Single by Pixie Williams and the Ruru Karaitiana Quintette
- B-side: "Señorita"
- Released: June 26, 1949
- Recorded: October 1948
- Length: 2:59
- Label: TANZA
- Songwriter(s): Ruru Karaitiana
- Producer(s): Stanley Dallas

= Blue Smoke (song) =

"Blue Smoke" (also known by its Māori name of "Kohu Auwahi") is a 1949 song written by Ruru Karaitiana and performed by Pixie Williams. Karaitiana wrote the song in 1940 while serving in World War Two as part of the 28th Māori Battalion, with the song being performed by the battalion's concert party throughout the war. After unsuccessfully trying to sell the song to recording companies in London, Karaitiana recorded the song after his return to New Zealand, with a quintet he had assembled the previous year as backing for Pixie Williams on vocals.

Upon its release, "Blue Smoke" became the first commercial record ever produced and recorded entirely in New Zealand, and the first record of the TANZA (To Assist New Zealand Artists) label. The song attracted considerable interest within New Zealand, topping radio charts for six weeks and selling over 20,000 copies in its first year alone and over 50,000 total. This, along with the song's position as the first to be locally produced and recorded, has caused "Blue Smoke" to develop a strong legacy in the years since its release, with its creators inducted into the New Zealand Music Hall of Fame in 2019.

==Writing and composition==
Ruru Karaitiana first wrote "Blue Smoke" in 1940 while on board the , which was being used as a troop transport to carry New Zealand soldiers to World War Two. While crossing the Indian Ocean, a sergeant pointed out to Karaitiana that the ship's blue smoke was heading "in the right direction" back towards New Zealand. Karaitiana later described this encounter as having "put the song in [his] lap", with it being turned into song lyrics by some accounts as quickly as within half an hour. The words were set to a melody which Karaitiana had been working on prior to his deployment, noted for its superficial similarities to that of the 1928 song "Carolina Moon". The song was originally written in Karaitiana's first language of te reo Māori, before being rewritten with English lyrics while he was on leave in London.

==Early performances==
"Blue Smoke" was first performed within a day or two of being written, as part of a concert on board the Aquitania. After failing to sell the song to record companies upon his arrival in London, Karaitiana continued to perform the song as part of the Māori Battalion's concert band. "Blue Smoke" went on to be performed at concerts throughout the war, particularly during the North African campaign, and continued to be performed by military bands after Karaitiana returned home. The song is believed to have been introduced to New Zealand by soldiers returning from the conflict including Karaitiana himself becoming heavily associated with returning soldiers and a theme for those coming home.
--*--
▶ _Task requirements_:
A) Transcribe the Blue Smoke article from "- Released: June" up to and including "Williams on vocals.".
B) Answer these from the Blue Smoke article:
(i) In what year did Ruru Karaitiana first write the song?
(ii) For how many weeks did the song top radio charts?
(iii) In what year were its creators inducted into the New Zealand Music Hall of Fame?
The data after this point comes from a separate source and is unrelated to the Blue Smoke article.

▶ _Material_:
--*--
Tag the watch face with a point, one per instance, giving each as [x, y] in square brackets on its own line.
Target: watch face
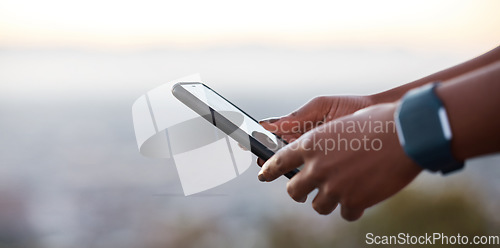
--*--
▶ _Solution list_:
A)
- Released: June 26, 1949
- Recorded: October 1948
- Length: 2:59
- Label: TANZA
- Songwriter(s): Ruru Karaitiana
- Producer(s): Stanley Dallas

= Blue Smoke (song) =

"Blue Smoke" (also known by its Māori name of "Kohu Auwahi") is a 1949 song written by Ruru Karaitiana and performed by Pixie Williams. Karaitiana wrote the song in 1940 while serving in World War Two as part of the 28th Māori Battalion, with the song being performed by the battalion's concert party throughout the war. After unsuccessfully trying to sell the song to recording companies in London, Karaitiana recorded the song after his return to New Zealand, with a quintet he had assembled the previous year as backing for Pixie Williams on vocals.

B)
(i) 1940
(ii) Six weeks
(iii) 2019